◆ Stated problem 1 ◆
In the article about the Malden teacher's food pantry donation, which organization did Barbara Schlund choose to receive her $2,500?
◆ Stated problem 2 ◆
Write the next few paragraphs of the article about the Malden teacher's food pantry donation, picking up after its final paragraph.

◆ Excerpt provided ◆
Malden teachers donates winnings to local food pantry

Published: Wednesday, Feb. 5, 2014 3:00 p.m. CDT • Updated: Wednesday, Feb. 5, 2014 3:11 p.m. CDT
Caption
(BCR photo/Goldie Currie)
Barbara Schlund (far right) was selected as Bureau County's winner for America's Farmers Grow Communities, sponsored by the Monsanto Fund. As a winner, Schlund was given $2,500 to donate to a local nonprofit organization of her choice. She chose to make her donation to the Tri-County Opportunities Council. Pictured is Vanessa Hoffeditz (center), director of Tri-County Opportunities Council, and Brian Joehl, a representative of Monsanto.

PRINCETON — Every year, one farmer in the county is selected as a winner in America’s Farmers Grow Communities, which is sponsored by the Monsanto Fund. The winner is given $2,500 to donate to a local nonprofit organization of their choice.

This year, Barbara Schlund of Selby Township was the winner and chose to donate her monies to the Tri-County Opportunities Council.

As a teacher at Malden Grade School, Schlund said she is faced with hungry children every day.

“This was a win-win situation for me,” she said. “It seemed like the right mix, and I want to make sure everyone gets a chance to eat.”

Vanessa Hoffeditz of Tri-County Opportunities Council was thankful for the donation, which will actually purchase $25,000 worth of food. She explained every dollar donated to the food pantry can purchased $10 worth of food.

The food pantry serves 10 communities throughout Bureau County, including Dover, Kasbeer, Malden, Manlius, New Bedford, Ohio, Princeton, Tampico, Tiskilwa and Van Orin.

◆ Information shown ◆
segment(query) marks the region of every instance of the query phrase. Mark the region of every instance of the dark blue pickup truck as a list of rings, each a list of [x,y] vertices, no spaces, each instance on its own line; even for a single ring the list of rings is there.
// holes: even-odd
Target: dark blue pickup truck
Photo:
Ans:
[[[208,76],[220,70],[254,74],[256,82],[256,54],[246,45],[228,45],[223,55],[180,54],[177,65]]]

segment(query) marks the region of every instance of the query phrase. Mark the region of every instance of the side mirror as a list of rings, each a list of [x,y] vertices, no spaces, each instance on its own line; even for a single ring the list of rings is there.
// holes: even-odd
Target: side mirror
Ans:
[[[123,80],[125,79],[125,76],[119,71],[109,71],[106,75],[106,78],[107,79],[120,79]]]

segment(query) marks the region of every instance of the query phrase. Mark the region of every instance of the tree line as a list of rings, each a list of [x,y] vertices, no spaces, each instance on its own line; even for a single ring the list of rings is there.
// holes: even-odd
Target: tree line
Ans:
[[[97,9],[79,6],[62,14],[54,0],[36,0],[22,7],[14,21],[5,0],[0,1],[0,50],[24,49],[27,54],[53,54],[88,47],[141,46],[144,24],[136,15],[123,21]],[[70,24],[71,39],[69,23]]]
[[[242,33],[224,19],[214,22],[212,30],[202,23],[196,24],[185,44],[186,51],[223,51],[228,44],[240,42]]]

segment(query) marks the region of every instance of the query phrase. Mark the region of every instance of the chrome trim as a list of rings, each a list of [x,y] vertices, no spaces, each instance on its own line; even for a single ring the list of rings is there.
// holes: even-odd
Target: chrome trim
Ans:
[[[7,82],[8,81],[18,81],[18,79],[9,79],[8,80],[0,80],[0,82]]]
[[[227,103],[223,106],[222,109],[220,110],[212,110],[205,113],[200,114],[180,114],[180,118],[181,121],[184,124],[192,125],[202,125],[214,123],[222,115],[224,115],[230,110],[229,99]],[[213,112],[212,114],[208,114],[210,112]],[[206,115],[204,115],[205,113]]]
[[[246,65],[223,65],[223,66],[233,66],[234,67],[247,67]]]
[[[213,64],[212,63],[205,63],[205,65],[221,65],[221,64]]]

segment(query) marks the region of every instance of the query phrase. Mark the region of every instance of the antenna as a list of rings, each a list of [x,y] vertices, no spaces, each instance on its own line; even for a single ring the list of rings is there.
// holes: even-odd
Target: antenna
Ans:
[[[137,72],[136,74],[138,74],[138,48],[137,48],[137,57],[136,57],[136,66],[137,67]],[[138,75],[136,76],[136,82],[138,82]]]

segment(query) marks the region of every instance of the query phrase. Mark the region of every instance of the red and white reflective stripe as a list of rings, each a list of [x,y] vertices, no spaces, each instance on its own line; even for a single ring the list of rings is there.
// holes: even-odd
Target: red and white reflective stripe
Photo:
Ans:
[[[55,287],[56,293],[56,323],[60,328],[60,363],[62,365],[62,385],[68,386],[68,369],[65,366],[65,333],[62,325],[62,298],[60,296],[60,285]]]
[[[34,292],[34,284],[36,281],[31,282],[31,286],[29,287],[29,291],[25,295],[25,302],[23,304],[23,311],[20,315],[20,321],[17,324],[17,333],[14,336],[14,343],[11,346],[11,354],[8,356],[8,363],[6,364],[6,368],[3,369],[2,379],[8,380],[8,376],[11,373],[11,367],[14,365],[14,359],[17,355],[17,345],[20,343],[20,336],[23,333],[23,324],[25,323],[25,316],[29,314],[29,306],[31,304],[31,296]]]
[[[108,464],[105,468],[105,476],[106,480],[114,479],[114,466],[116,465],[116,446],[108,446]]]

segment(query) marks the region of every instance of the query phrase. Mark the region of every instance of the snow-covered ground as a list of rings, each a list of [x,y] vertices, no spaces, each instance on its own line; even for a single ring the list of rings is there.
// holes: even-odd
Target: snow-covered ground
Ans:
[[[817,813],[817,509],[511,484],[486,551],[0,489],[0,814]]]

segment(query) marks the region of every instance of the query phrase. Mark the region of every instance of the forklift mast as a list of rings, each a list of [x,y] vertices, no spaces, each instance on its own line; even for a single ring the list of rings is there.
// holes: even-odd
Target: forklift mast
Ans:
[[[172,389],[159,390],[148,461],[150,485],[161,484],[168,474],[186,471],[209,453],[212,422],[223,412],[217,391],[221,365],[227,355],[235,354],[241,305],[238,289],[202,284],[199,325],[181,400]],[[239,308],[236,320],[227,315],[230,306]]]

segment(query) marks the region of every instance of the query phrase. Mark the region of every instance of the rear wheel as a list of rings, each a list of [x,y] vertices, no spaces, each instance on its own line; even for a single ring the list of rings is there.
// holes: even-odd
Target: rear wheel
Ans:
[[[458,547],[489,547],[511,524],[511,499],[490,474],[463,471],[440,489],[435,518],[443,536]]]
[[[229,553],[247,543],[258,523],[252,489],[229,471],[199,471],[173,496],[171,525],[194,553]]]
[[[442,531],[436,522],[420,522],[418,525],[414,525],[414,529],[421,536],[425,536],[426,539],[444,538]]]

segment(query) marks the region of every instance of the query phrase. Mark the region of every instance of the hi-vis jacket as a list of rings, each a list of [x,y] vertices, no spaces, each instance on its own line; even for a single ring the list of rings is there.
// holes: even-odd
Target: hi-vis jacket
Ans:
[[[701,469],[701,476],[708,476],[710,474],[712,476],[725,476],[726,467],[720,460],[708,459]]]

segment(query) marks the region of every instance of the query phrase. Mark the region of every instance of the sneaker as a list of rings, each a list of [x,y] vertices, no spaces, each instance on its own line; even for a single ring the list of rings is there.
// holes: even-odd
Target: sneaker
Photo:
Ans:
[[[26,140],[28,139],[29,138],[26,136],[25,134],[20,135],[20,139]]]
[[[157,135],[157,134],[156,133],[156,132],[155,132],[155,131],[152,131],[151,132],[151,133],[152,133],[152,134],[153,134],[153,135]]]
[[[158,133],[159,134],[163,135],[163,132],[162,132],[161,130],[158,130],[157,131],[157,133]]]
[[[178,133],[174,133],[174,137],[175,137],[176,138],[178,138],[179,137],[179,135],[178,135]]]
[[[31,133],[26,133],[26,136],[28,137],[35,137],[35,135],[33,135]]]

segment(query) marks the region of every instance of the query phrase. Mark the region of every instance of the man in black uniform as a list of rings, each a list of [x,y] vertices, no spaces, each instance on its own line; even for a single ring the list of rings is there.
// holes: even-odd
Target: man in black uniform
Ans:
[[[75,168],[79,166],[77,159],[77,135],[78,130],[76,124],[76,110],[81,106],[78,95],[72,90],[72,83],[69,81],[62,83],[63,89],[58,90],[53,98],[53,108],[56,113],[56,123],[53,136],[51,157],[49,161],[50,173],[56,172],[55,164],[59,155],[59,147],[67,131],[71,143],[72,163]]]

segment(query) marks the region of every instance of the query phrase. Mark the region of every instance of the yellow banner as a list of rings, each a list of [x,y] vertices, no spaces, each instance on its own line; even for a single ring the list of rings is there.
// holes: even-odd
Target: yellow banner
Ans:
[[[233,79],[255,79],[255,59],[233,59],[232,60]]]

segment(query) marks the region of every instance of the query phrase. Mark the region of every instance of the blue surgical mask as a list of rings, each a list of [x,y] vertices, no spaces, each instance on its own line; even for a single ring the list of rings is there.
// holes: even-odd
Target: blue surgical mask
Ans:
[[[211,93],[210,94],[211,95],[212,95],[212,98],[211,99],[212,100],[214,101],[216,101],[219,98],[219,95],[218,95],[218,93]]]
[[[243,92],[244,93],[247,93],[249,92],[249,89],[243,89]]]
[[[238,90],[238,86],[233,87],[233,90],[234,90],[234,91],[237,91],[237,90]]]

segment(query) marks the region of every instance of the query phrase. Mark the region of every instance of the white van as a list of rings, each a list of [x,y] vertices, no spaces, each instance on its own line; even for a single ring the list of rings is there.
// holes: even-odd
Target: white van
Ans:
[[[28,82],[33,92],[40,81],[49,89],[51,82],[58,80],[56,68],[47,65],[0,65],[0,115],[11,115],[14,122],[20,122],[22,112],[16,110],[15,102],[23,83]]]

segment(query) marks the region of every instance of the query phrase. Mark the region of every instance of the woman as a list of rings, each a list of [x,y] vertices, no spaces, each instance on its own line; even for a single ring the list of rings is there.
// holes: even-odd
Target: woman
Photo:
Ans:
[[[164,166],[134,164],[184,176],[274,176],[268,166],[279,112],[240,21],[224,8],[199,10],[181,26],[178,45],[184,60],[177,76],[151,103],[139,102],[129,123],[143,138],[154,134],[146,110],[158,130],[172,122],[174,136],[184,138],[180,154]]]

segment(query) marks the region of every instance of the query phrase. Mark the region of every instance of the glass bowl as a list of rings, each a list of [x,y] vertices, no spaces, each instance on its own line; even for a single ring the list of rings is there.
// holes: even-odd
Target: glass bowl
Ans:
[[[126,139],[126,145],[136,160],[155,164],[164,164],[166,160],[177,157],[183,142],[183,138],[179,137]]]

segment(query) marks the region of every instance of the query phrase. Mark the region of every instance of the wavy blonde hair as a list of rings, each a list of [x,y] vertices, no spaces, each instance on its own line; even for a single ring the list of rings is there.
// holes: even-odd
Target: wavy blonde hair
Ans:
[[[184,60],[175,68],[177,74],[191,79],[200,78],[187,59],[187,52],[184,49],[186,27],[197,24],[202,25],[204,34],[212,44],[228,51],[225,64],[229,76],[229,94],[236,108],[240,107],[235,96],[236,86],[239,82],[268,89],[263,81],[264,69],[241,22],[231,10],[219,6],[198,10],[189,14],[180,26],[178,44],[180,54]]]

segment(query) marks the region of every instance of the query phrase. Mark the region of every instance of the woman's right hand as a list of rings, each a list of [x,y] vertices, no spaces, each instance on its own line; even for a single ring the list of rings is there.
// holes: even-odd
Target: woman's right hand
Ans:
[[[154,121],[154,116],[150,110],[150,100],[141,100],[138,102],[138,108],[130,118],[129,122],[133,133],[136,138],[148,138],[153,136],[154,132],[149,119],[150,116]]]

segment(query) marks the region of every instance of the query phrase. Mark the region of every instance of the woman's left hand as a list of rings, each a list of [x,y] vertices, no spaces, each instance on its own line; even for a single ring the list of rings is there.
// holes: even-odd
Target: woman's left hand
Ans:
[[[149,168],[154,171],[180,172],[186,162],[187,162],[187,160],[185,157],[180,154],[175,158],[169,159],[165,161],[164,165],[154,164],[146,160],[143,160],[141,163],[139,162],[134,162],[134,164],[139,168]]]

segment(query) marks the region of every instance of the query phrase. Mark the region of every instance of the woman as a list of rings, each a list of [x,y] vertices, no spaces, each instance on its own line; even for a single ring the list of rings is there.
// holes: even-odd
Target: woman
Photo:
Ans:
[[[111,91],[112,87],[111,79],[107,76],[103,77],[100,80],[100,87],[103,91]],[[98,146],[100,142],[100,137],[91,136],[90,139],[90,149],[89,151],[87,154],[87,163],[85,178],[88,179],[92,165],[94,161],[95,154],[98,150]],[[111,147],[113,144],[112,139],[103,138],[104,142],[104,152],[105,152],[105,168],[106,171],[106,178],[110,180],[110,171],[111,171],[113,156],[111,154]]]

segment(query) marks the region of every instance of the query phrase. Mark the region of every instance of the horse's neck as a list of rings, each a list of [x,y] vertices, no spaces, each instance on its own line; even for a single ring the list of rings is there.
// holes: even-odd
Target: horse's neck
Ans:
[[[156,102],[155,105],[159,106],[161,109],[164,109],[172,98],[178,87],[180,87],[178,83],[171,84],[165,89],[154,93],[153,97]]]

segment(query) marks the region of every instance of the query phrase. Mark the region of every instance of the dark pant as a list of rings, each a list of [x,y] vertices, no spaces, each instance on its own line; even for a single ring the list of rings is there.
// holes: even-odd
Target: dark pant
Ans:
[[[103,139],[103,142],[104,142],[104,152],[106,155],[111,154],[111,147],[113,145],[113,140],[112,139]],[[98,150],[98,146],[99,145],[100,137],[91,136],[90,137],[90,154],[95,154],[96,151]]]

◆ Written answer 1 ◆
The Tri-County Opportunities Council.

◆ Written answer 2 ◆
Last month, the food pantry served 438 individuals. Based on the monthly average of individuals who are served at the food pantry, 35 percent are children under the age of 17.

Brian Joehl, a representative of the Monsanto Co., explained the Monsanto Fund is the philanthropic arm of the company.

The fund, which started in 2010, is made up of employee donations and fines collected from farmers participating in illegal practices.

The program covers eligible farmers in 1,289 counties across 39 states.

“We want as many farmers to sign up for this opportunity,” he said. “If one county only has one farmer sign up, then that farmer is the winner. If there are 1,000 farmers in one county, they we have a drawing to select that one winner.”

More than 82,000 farmers across the country participated in the program this year. The purpose of the program is to recognize and celebrate the important contributions farmers make to rural America, and to help them grow their communities by supporting local organizations that are important to them.